### Records
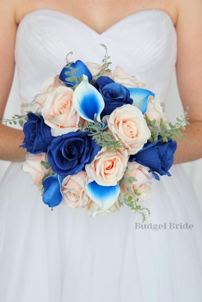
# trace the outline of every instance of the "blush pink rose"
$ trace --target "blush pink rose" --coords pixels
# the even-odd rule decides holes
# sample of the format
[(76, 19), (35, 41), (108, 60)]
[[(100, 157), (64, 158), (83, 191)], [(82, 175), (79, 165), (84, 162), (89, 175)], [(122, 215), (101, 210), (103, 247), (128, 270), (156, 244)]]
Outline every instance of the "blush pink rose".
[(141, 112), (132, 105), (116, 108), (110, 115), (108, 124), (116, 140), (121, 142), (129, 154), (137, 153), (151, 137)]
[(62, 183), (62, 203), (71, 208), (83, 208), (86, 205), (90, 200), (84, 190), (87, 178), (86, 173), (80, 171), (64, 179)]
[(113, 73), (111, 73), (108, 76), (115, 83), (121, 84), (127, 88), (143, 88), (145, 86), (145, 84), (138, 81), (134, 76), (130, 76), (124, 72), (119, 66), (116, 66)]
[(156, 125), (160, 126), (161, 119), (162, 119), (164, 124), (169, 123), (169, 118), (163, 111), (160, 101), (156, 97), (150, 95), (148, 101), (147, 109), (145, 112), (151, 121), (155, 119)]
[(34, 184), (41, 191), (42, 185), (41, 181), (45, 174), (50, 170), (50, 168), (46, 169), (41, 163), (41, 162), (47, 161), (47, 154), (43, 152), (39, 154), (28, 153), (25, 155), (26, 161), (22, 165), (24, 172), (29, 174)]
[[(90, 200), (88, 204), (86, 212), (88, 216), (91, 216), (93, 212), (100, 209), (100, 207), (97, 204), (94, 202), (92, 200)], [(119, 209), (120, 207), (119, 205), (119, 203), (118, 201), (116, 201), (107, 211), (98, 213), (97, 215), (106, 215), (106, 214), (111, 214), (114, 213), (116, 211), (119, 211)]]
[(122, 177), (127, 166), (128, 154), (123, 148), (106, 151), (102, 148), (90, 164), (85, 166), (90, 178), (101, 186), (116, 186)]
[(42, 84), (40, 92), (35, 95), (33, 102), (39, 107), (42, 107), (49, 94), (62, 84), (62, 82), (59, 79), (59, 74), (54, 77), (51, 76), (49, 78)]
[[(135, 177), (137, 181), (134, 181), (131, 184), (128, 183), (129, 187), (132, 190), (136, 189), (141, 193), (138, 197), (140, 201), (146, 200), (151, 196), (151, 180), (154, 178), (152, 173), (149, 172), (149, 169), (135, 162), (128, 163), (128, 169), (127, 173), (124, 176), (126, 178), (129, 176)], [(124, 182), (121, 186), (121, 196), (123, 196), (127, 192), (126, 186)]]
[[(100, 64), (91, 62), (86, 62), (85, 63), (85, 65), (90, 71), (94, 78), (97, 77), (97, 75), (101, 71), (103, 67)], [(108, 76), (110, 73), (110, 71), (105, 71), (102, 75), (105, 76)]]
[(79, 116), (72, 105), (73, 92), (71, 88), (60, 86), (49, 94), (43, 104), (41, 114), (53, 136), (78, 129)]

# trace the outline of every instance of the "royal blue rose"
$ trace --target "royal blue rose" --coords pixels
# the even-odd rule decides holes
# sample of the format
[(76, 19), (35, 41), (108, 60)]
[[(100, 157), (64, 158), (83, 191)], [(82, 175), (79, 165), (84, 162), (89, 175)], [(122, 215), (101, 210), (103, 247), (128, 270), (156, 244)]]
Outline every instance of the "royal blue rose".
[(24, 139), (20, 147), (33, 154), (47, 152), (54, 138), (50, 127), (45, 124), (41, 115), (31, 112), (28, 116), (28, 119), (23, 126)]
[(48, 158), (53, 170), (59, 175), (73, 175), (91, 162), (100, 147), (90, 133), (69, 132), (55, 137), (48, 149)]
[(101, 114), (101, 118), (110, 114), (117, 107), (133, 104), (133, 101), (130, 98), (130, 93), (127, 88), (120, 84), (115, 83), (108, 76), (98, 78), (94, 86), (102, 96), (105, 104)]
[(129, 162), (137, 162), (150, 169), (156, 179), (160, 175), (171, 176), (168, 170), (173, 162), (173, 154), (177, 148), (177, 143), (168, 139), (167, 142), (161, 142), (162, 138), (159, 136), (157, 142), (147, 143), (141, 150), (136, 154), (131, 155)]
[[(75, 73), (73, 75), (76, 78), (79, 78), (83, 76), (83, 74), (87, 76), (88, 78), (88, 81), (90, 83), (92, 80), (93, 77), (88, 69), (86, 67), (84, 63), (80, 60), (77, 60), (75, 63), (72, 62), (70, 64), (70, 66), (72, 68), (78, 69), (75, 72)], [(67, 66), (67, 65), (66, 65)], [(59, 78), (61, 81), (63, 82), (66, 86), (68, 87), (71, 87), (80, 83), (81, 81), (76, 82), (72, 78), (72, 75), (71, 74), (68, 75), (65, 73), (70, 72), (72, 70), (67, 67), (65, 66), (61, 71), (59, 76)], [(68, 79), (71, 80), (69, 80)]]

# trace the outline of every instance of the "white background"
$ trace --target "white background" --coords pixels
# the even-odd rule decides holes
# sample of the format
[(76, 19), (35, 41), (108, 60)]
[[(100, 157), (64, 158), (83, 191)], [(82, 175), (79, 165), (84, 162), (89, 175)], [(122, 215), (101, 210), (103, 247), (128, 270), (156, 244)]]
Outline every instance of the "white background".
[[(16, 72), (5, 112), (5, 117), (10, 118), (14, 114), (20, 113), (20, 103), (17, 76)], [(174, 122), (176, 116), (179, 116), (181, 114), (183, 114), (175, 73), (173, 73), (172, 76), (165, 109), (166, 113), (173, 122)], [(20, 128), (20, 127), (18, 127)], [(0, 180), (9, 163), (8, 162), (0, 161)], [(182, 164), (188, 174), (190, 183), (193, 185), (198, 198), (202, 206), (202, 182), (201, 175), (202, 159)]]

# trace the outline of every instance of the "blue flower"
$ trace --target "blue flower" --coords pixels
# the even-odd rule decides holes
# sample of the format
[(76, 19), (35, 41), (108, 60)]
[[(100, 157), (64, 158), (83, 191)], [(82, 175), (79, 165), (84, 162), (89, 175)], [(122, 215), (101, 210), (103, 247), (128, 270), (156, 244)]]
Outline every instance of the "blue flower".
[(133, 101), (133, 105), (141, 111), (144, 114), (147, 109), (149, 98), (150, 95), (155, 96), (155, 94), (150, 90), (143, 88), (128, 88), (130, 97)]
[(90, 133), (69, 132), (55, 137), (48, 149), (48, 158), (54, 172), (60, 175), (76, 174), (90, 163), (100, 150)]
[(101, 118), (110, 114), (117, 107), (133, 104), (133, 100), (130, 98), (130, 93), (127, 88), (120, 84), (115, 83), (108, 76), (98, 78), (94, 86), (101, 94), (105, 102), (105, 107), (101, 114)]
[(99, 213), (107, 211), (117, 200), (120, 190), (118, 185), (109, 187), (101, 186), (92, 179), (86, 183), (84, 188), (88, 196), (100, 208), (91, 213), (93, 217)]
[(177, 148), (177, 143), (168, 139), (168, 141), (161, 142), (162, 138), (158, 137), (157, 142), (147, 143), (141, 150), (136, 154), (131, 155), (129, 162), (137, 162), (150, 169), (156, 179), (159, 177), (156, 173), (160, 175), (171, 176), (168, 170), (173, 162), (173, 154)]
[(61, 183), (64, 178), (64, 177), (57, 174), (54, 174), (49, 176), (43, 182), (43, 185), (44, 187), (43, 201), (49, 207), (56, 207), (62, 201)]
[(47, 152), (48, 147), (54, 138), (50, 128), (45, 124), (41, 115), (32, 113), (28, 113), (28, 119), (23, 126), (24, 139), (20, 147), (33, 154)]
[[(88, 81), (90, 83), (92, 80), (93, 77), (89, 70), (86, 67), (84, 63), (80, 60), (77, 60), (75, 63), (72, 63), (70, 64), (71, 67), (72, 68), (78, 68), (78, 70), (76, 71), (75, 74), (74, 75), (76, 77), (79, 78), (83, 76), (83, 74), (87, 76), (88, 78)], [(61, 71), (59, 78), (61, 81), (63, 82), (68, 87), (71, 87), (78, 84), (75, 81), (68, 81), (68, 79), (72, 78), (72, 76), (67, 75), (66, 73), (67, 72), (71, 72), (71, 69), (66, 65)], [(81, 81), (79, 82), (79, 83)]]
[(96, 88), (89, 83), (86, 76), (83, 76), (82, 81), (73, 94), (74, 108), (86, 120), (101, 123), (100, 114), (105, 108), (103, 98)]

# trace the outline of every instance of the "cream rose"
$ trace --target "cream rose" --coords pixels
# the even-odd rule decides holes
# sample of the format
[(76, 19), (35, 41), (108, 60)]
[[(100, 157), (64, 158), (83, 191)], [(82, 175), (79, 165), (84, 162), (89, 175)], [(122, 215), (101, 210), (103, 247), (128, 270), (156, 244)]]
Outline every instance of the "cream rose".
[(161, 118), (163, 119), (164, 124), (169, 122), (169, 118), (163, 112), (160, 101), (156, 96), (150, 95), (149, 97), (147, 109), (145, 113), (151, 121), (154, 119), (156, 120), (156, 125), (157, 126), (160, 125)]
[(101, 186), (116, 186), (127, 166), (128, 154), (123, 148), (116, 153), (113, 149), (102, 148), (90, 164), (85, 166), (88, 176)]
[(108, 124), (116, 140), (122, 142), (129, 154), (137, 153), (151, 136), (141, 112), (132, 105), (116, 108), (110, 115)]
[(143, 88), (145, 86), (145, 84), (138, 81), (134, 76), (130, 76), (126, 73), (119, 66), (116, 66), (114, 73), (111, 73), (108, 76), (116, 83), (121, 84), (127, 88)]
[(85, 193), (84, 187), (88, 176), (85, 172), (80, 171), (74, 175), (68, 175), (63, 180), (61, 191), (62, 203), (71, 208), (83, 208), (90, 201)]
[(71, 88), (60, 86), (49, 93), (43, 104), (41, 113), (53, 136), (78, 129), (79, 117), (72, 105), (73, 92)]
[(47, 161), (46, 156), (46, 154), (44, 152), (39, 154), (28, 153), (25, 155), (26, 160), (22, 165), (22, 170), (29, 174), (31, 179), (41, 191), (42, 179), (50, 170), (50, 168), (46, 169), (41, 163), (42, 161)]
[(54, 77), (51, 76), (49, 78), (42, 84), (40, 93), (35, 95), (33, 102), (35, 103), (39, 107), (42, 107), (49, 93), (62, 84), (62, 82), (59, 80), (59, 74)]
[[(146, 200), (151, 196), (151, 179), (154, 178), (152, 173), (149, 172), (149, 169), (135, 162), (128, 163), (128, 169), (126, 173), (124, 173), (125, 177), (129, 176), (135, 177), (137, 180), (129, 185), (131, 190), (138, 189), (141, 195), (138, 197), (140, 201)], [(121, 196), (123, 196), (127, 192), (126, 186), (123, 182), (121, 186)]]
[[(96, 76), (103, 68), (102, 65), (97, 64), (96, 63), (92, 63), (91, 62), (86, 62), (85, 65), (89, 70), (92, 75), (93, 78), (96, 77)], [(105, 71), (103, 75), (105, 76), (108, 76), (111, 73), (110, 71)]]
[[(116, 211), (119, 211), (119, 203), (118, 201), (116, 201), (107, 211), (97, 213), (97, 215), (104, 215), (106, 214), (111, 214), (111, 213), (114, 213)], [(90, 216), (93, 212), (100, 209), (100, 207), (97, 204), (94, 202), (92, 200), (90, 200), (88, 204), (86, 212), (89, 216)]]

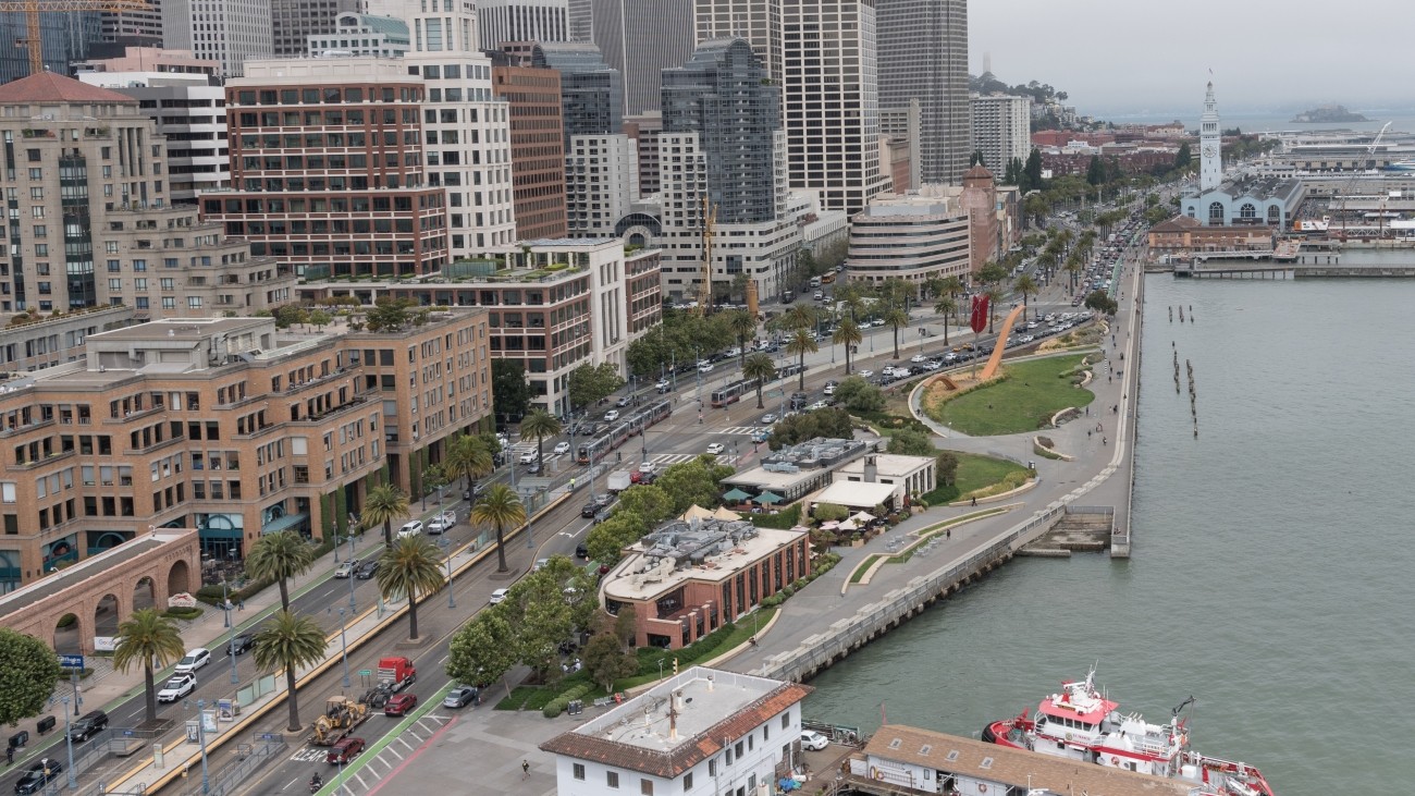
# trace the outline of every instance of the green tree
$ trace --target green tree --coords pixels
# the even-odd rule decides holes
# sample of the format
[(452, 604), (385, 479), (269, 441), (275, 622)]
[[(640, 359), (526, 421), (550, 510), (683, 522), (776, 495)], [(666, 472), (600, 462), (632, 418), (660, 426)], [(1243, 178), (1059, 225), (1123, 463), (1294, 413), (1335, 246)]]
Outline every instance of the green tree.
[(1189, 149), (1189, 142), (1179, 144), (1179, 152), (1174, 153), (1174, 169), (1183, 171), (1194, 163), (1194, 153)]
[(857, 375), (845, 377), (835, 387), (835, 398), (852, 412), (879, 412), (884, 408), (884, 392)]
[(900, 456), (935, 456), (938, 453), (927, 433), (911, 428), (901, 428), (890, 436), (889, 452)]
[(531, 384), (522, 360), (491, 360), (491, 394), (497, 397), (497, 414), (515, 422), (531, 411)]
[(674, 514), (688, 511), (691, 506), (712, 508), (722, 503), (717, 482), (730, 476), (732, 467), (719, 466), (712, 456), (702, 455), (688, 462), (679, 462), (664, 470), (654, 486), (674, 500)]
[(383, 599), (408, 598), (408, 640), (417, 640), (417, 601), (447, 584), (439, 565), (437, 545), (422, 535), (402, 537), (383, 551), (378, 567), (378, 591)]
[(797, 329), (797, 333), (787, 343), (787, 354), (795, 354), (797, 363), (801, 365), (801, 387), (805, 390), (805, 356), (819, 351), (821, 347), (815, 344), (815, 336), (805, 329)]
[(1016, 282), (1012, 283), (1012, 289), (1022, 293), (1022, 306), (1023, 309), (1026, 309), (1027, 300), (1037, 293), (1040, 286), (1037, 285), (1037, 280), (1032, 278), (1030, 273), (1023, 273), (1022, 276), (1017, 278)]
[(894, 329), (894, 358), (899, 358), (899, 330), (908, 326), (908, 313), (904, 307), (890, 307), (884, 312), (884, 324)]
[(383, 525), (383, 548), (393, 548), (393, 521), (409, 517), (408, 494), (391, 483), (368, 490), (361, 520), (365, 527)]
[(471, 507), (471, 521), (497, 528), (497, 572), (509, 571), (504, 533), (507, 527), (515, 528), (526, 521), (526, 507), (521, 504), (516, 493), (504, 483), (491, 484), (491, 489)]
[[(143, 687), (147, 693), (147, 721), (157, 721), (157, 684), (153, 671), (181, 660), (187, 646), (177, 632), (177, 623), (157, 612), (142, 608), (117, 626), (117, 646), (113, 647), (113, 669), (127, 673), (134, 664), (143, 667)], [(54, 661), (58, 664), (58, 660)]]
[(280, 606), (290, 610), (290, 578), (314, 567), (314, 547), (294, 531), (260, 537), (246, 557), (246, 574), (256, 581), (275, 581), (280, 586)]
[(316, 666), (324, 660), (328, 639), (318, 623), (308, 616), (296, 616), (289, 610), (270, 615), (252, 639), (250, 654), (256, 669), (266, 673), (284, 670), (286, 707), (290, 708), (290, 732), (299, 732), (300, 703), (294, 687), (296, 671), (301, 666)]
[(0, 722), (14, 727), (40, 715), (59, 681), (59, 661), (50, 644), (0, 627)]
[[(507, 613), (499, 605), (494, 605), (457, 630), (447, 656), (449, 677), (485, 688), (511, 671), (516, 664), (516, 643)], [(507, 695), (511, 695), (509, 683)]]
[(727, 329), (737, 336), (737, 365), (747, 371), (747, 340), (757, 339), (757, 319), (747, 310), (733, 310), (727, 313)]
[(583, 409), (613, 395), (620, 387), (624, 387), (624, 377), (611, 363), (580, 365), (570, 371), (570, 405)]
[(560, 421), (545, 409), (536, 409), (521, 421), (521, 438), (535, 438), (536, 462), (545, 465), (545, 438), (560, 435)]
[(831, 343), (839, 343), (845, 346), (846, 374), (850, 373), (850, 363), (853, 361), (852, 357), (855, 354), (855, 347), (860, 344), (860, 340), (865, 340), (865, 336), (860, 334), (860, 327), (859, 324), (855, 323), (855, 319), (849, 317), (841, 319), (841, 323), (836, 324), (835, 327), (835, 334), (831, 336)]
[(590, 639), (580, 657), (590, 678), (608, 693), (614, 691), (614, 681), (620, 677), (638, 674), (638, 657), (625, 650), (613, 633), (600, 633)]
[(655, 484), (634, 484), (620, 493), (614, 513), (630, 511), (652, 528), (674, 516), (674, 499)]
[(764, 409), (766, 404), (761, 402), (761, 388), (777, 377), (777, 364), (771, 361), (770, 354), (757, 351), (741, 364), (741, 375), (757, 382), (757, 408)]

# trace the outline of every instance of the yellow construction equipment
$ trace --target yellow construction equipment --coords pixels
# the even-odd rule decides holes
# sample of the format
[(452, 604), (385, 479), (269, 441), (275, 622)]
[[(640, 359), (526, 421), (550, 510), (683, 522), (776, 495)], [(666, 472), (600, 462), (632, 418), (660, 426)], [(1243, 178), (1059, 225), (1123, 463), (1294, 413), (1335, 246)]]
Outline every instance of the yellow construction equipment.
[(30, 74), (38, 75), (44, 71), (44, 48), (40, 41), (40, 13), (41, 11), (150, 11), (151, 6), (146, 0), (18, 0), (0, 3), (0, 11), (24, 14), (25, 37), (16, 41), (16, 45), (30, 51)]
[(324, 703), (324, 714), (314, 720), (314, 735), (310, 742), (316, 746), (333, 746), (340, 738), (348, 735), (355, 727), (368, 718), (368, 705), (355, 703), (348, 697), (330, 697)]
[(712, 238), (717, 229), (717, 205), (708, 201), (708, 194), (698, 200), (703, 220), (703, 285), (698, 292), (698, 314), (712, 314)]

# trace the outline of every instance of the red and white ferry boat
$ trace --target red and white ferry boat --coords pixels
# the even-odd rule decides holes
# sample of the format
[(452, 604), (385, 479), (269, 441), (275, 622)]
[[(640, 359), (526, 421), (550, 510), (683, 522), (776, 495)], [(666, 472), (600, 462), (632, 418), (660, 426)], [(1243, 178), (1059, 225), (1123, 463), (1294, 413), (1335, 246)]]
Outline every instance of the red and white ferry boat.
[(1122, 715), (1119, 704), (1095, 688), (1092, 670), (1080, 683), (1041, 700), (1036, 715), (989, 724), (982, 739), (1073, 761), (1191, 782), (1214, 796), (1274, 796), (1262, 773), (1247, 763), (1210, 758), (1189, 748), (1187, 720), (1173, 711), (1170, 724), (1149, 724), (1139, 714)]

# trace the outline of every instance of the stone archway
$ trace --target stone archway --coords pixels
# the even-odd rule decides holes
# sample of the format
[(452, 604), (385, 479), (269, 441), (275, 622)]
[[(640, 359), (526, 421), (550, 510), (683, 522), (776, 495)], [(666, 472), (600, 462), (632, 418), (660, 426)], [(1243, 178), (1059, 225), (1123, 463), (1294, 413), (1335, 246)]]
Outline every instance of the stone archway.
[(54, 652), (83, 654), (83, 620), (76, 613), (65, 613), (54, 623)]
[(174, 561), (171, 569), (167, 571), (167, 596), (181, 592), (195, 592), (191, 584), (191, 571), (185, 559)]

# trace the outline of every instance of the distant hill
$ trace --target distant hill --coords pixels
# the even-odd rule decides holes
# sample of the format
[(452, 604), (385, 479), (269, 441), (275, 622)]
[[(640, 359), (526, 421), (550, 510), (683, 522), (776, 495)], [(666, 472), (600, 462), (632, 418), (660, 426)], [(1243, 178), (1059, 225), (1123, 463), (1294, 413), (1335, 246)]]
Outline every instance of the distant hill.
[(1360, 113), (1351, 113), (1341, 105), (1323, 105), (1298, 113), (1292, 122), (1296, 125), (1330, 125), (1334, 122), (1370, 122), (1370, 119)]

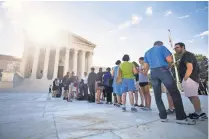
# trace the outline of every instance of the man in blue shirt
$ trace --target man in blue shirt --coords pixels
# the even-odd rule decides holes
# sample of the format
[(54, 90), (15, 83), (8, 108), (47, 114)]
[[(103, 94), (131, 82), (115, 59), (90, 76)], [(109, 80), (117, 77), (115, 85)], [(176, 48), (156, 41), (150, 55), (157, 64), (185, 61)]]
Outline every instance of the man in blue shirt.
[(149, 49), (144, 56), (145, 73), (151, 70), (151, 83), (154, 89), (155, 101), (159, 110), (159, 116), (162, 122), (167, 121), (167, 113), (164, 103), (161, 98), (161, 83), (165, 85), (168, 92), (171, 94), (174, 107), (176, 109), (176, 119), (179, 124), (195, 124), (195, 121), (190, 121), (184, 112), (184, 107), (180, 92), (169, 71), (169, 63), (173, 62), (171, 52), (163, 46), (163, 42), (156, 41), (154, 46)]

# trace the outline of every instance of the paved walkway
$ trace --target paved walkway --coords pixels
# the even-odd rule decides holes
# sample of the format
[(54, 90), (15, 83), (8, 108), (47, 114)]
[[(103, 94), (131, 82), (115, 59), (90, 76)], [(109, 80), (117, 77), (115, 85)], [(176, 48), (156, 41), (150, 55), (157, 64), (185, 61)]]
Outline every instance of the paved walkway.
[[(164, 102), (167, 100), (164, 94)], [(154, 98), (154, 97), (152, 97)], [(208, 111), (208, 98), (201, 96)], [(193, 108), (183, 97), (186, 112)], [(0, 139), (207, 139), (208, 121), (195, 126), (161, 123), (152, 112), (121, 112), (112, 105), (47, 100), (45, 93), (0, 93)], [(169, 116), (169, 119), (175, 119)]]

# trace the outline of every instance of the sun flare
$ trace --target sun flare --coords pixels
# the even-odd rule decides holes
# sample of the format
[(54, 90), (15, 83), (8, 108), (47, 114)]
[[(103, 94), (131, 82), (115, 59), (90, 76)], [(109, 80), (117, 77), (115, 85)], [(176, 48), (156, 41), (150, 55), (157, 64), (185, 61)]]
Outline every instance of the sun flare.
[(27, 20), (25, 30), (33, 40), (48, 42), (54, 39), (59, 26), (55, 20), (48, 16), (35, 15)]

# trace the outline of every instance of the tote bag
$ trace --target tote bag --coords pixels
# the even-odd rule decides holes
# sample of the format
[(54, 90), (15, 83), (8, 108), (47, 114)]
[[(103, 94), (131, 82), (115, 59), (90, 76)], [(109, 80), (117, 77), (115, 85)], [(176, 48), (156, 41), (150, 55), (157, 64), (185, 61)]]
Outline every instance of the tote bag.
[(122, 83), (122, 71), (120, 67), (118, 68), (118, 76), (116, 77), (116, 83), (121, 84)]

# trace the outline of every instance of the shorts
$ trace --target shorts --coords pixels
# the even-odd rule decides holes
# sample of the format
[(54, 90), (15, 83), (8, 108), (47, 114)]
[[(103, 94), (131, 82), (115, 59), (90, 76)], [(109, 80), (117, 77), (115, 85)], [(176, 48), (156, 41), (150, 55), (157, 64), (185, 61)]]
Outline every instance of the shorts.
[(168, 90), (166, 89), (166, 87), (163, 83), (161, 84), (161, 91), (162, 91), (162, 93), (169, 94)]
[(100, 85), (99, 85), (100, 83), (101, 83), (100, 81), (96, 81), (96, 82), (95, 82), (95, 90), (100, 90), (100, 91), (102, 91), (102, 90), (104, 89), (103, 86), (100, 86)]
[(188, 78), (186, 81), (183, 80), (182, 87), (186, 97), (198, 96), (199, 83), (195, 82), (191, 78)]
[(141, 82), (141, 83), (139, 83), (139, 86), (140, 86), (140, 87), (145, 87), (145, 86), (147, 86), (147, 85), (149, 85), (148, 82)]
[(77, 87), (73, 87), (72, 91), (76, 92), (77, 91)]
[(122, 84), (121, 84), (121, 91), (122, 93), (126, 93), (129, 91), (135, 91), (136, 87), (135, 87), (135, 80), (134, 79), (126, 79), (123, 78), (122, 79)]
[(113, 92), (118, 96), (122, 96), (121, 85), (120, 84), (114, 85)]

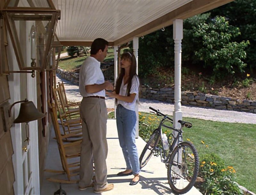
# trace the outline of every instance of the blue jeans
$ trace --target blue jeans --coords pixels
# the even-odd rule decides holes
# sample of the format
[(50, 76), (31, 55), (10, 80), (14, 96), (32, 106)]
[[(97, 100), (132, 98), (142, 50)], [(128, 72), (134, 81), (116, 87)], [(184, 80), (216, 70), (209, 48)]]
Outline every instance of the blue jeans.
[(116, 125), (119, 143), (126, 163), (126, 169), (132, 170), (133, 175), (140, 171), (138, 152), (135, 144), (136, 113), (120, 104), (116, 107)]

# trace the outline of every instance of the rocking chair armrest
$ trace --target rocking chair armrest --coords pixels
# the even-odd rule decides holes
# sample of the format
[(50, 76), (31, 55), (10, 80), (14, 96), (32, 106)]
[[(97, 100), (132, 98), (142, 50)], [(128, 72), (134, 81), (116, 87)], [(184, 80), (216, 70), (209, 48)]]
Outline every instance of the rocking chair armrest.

### What you are asked to do
Reproduce verbatim the rows that begin with the line containing "# trace the outline of every instance of the man" and end with the line containing "Outline every instance of the man", including both of those lines.

### Written reply
# trace the outline of every instance of the man in blue shirt
$ trace --target man in blue shirt --coords pixels
# the even-odd rule decides holes
# sample of the format
[(54, 90), (15, 83), (8, 108), (47, 114)]
[[(103, 94), (131, 82), (115, 59), (90, 76)], [(109, 80), (117, 77), (115, 85)], [(176, 48), (156, 41), (150, 55), (157, 64), (185, 61)]]
Outline every instance of the man in blue shirt.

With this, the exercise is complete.